*TASK MATERIAL*.
══════
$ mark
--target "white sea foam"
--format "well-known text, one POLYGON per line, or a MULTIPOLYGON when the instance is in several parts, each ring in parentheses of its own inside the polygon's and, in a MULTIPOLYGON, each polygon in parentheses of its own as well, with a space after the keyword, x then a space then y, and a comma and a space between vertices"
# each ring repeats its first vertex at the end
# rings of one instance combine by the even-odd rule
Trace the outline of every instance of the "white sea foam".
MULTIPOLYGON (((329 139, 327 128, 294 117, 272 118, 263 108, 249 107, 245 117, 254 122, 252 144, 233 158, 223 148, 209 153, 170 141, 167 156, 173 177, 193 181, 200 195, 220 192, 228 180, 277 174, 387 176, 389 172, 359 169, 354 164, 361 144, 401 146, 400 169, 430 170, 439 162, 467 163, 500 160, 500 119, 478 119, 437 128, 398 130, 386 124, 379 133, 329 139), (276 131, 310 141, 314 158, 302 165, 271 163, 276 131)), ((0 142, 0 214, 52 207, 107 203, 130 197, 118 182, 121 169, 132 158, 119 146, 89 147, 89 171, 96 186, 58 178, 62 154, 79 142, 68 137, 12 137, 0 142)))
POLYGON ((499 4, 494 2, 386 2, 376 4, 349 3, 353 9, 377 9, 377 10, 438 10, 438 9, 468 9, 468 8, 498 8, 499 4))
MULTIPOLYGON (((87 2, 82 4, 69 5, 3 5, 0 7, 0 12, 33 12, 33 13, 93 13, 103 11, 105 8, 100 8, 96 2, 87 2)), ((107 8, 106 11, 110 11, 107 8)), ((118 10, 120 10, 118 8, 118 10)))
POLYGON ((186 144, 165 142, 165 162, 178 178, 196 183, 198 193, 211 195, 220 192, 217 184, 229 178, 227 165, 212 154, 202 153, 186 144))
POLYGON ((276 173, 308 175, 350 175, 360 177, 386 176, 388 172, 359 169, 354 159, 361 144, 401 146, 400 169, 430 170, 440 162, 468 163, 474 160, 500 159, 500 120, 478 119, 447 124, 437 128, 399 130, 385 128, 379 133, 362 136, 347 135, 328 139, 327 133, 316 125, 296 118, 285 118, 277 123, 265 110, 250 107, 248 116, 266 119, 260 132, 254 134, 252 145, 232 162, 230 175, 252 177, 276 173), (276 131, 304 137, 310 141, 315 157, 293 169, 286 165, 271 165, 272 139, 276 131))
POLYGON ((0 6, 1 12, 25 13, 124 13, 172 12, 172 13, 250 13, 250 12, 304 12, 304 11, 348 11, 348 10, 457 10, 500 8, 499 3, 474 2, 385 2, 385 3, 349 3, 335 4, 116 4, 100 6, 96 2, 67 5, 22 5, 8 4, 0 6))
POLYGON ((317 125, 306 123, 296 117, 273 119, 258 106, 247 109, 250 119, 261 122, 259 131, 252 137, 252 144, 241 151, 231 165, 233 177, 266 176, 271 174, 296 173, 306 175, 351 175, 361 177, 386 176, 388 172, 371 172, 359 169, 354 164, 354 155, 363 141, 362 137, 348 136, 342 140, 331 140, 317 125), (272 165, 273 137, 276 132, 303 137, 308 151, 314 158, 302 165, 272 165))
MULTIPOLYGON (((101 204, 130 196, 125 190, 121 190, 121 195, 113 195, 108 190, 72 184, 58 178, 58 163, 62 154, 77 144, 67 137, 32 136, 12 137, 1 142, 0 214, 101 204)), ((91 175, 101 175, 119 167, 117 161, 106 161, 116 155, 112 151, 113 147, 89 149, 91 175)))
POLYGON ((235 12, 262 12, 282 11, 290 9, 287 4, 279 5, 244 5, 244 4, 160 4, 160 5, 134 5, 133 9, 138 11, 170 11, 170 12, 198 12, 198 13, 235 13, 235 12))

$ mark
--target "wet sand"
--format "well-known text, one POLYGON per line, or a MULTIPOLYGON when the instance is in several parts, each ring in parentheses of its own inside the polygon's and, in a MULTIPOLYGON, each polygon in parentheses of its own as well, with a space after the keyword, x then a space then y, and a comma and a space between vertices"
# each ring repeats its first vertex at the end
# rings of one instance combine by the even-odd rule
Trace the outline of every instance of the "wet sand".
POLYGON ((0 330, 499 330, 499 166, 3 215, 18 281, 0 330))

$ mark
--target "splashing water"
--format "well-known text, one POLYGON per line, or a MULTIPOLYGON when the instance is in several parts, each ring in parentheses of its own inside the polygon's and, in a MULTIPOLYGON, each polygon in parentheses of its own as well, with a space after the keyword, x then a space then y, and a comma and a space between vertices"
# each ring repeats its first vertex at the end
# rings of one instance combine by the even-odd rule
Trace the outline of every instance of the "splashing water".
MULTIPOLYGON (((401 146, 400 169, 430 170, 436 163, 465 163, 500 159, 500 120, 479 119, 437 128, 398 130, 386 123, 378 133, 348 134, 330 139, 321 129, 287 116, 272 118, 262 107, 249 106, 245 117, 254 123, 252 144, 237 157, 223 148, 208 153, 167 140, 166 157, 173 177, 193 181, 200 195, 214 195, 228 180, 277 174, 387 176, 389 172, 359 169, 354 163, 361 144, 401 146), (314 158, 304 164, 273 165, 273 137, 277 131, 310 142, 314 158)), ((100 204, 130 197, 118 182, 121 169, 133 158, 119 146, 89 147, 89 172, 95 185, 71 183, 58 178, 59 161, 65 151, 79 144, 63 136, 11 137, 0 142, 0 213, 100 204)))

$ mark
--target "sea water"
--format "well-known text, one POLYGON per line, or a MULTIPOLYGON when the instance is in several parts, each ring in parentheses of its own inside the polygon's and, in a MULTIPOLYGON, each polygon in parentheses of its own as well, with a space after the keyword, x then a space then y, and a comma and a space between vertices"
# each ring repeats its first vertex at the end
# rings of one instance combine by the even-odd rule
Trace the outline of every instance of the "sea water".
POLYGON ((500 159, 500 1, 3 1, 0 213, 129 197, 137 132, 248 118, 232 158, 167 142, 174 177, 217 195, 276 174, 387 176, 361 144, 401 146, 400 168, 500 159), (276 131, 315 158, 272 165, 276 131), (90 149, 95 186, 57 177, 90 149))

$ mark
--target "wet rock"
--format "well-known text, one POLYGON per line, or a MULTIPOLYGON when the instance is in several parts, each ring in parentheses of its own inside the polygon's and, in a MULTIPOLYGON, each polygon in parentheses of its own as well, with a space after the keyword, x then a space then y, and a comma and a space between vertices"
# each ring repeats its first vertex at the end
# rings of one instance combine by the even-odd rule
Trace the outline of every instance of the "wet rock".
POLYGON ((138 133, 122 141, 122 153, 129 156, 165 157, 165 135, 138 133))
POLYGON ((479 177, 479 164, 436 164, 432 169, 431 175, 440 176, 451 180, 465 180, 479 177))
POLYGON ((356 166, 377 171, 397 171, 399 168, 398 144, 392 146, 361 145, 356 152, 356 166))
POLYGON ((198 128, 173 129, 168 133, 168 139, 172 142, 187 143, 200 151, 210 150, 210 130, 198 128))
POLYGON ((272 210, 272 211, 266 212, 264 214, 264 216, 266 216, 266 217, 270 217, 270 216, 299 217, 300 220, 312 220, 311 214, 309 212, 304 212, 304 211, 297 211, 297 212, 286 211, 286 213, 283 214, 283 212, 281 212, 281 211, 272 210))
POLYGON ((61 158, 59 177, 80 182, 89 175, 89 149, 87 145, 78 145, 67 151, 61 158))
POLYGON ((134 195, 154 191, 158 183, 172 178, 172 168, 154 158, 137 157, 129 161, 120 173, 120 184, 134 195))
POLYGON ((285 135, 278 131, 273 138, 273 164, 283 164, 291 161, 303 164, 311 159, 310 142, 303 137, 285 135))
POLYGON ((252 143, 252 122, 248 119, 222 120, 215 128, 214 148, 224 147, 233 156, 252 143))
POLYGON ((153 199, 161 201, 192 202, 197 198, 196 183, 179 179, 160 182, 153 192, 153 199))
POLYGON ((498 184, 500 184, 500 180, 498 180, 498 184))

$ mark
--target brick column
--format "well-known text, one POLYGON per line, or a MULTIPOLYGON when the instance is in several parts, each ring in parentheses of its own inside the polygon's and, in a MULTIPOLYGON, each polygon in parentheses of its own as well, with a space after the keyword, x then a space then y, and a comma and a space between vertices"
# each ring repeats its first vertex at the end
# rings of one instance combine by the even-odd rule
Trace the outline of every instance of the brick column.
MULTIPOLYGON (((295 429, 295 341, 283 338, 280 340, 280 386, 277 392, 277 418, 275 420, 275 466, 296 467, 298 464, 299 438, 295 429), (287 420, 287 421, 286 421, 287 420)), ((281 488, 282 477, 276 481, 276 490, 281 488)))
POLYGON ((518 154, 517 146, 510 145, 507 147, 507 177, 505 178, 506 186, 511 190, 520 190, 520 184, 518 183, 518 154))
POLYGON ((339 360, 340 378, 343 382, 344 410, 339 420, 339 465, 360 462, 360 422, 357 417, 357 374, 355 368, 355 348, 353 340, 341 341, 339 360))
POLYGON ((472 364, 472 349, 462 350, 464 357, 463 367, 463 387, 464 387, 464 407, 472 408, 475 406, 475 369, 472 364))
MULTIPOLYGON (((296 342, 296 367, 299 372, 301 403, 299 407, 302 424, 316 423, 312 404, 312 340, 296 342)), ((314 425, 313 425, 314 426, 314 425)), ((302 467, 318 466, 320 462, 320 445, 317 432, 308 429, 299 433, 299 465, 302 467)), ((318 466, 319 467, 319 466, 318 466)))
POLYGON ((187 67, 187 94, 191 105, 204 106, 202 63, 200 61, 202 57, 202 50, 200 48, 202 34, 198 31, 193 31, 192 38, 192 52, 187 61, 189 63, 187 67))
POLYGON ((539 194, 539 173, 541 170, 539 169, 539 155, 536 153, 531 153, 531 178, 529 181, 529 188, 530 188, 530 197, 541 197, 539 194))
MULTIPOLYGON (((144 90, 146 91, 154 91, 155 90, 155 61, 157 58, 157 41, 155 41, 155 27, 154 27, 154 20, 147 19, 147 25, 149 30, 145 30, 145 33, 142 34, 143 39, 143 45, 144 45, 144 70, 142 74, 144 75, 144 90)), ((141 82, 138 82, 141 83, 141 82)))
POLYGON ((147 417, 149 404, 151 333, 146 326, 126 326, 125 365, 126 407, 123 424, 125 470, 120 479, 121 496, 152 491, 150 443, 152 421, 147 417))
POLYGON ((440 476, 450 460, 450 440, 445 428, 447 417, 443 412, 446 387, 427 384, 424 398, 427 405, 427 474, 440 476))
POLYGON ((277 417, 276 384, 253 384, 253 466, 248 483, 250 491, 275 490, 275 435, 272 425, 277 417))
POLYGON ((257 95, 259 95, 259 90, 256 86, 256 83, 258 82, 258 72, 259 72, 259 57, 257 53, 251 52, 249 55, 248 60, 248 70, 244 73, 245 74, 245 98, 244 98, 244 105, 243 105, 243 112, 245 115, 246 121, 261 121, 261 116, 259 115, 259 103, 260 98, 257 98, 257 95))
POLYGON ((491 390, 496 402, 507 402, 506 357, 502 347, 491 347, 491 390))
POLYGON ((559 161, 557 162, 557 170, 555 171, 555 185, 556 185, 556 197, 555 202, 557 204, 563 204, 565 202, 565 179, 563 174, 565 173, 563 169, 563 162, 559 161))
══════
*WORK REQUEST*. Scanning the material above, work out how many lines contain the word "target" and reply with the number only.

*SOLUTION FOR THIS PROBLEM*. 6